_Document extract_:
╭──
Hotels at Fort Monroe
In 1822 the Hygeia Hotel was built to accommodate some of the fort's builders. It eventually expanded to 200 rooms. In 1862 it was torn down by orders of the Secretary of War to limit civilian access to the post in wartime. It was replaced with a hotel of the same name after the war, and in 1874 became managed by Harrison Phoebus, for whom the city of Phoebus was named following his death in 1886. The second Hygeia Hotel was torn down in 1902 to make room for the fort's expansion under a new fortifications program. By this time the Chamberlin Hotel (built 1896) was in business; this building burned down and was replaced with the current building in 1928.[57] It now serves as a retirement community for those 55 years and older.
Coast Artillery School
In 1907 the Coast Artillery School was established along with the U.S. Army Coast Artillery Corps. New buildings were constructed for classrooms and barracks, with the library and school buildings completed in 1909.[58] As part of the school's responsibility the Journal of the United States Artillery (renamed Coast Artillery Journal in 1922) was published under the supervision of the commandant.[32] The school operated until 1946 when most of the coast artillery was disbanded, and the school was moved to Fort Winfield Scott in San Francisco.
Commandants list
Image | Rank | Name | Begin Date | End Date | Notes |
---|---|---|---|---|---|
Lieutenant colonel | Ramsay D. Potts | 22 February 1904 | 11 August 1906 | [a] | |
Lieutenant colonel | George F. E. Harrison | 24 October 1906 | 14 January 1909 | [a] | |
Lieutenant colonel | Clarence Page Townsley | 6 February 1909 | 7 September 1911 | [a] | |
Lieutenant colonel | Frederick S. Strong | 8 September 1911 | 27 February 1913 | [a] | |
Colonel | Ira A. Haynes | 18 February 1913 | 16 October 1916 | [a] | |
Colonel | Stephen M. Foote | 1 October 1916 | 23 August 1917 | [a] | |
Colonel | John A. Lundeen | 23 August 1917 | 30 March 1918 | [a] | |
Colonel | Frank K. Fergusson | 30 March 1918 | 11 September 1918 | [a] | |
Colonel | Robert R. Welshimer | 8 September 1918 | 29 January 1919 | [a] | |
Colonel | Eugene Reybold | 29 January 1919 | 19 January 1920 | [a] | |
Colonel | Jacob C. Johnson | 19 January 1920 | 3 November 1920 | [a] | |
Colonel | Richmond P. Davis | 28 April 1921 | 28 December 1922 | [a] | |
Brigadier General | William Ruthven Smith | 11 January 1923 | 20 December 1924 | [a] | |
Brigadier General | Robert Emmet Callan | 20 December 1924 | 3 June 1929 | [a] | |
Brigadier General | Henry D. Todd Jr. | 28 August 1929 | 31 August 1930 | [a] | |
Brigadier General | Stanley Dunbar Embick | 1 October 1930 | 25 April 1932 | [a] | |
Brigadier General | Joseph P. Tracy | 31 August 1932 | 1 December 1936 | [a] | |
Brigadier General | John W. Gulick | 3 January 1937 | 12 October 1938 | [a] | |
Brigadier General | Frederick H. Smith | 21 November 1938 | 1 October 1940 | [a] | |
Brigadier General | Frank S. Clark | 10 October 1940 | 15 January 1942 | [a] | |
Brigadier General | Lawrence B. Weeks | 15 January 1942 | 1 October 1945 | [a] | |
Brigadier General | Robert T. Frederick | 1 November 1945 | 19 August 1947 | [a] | |
Base Realignment and Closure
The 2005 Base Realignment and Closure Commission of the Department of Defense released a list on 13 May 2005 of military installations recommended for closure or realignment, among which was Fort Monroe. The list was approved by President George W. Bush on 15 September 2005 and submitted to Congress. Congress failed to act within 45 legislative days to disapprove the list in its entirety, and the BRAC recommendations subsequently became law. Installations on the BRAC list were required by law to close within six years, and Fort Monroe ceased to be an Army post in 2011. Many of its functions were transferred to nearby Fort Eustis, which was named for Fort Monroe's first commander, General Abraham Eustis, a noted artillery expert.
╰──
_Goal of the exercise_: Reproduce the stretch of the Fort Monroe extract from "Hotels at Fort" through "years and older.". Rely solely on the Fort Monroe extract and draw on no other source.

_Data under study_:
╭──
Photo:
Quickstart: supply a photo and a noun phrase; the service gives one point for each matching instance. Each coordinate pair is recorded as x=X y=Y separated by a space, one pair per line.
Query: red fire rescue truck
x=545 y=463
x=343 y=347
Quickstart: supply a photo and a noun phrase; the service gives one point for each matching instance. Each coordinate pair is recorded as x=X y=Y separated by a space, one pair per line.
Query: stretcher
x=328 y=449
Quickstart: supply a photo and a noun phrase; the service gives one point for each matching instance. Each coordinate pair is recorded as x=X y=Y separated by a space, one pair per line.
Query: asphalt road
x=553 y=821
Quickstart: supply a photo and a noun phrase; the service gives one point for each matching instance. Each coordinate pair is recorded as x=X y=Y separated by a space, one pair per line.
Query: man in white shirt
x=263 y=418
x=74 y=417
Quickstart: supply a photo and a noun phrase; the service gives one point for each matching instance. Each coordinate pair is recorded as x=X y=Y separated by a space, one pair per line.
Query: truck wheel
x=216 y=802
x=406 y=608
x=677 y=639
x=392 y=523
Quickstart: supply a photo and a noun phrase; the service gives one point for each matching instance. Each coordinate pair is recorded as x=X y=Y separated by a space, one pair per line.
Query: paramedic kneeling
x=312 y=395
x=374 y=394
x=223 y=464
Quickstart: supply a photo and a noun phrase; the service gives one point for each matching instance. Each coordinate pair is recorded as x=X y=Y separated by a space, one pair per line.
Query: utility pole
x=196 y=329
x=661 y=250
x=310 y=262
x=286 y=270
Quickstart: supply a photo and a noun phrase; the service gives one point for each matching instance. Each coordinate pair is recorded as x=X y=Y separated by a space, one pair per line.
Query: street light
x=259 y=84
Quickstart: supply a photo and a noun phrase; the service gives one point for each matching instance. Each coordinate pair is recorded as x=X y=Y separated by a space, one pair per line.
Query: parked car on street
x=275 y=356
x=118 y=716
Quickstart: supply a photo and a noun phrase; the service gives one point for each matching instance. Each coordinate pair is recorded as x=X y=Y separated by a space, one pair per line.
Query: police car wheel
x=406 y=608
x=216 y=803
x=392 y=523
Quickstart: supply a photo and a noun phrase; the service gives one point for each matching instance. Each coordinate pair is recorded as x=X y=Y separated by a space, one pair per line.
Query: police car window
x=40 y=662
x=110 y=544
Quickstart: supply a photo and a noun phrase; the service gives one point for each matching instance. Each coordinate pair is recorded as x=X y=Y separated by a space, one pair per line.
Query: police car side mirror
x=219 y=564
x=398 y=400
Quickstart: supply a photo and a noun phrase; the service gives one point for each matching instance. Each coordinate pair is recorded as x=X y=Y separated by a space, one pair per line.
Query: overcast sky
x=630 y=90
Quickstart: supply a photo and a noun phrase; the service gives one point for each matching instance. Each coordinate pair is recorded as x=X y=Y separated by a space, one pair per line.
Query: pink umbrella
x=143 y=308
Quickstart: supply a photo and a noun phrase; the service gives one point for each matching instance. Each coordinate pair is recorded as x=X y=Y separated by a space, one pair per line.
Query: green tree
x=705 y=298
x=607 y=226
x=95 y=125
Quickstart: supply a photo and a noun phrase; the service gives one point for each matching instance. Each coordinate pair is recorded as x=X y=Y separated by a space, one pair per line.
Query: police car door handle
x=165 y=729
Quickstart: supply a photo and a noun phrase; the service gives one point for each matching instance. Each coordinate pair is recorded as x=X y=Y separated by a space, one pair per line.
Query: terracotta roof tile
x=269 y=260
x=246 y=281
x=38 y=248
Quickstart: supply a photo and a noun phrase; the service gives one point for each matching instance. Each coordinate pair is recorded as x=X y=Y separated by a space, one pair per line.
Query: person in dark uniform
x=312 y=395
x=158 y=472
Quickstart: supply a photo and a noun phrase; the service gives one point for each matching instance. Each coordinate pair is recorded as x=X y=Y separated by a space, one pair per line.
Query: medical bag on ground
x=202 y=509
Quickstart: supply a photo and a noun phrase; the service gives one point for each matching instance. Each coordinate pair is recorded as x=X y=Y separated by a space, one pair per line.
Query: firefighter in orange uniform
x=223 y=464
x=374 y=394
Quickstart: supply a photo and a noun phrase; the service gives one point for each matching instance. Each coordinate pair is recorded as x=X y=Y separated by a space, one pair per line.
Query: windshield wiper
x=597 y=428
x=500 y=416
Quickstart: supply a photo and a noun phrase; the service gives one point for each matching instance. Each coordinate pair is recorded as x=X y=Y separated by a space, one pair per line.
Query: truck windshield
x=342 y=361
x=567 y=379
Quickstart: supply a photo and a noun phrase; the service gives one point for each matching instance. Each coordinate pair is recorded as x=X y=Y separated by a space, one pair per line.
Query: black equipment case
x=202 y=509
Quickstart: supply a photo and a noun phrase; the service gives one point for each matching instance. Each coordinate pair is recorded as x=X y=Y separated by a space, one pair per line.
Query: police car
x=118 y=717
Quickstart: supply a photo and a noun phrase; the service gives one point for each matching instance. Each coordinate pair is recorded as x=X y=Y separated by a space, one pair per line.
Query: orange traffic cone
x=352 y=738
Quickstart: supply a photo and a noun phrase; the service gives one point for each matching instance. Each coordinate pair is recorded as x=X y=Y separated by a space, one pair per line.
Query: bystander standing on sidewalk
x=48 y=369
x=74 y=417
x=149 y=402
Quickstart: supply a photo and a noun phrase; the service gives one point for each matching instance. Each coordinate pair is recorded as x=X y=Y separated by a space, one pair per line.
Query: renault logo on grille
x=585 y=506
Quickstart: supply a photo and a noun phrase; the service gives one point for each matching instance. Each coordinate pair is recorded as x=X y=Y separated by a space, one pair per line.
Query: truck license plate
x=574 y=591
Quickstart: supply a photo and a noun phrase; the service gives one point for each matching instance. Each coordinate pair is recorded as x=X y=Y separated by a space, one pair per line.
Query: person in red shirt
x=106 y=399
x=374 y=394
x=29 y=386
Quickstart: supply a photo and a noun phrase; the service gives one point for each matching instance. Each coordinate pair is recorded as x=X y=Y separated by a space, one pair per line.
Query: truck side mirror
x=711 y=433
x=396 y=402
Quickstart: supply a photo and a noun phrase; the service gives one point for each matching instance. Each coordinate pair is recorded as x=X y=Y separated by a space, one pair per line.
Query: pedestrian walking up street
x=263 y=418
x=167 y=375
╰──
_Response to the exercise_:
Hotels at Fort Monroe
In 1822 the Hygeia Hotel was built to accommodate some of the fort's builders. It eventually expanded to 200 rooms. In 1862 it was torn down by orders of the Secretary of War to limit civilian access to the post in wartime. It was replaced with a hotel of the same name after the war, and in 1874 became managed by Harrison Phoebus, for whom the city of Phoebus was named following his death in 1886. The second Hygeia Hotel was torn down in 1902 to make room for the fort's expansion under a new fortifications program. By this time the Chamberlin Hotel (built 1896) was in business; this building burned down and was replaced with the current building in 1928.[57] It now serves as a retirement community for those 55 years and older.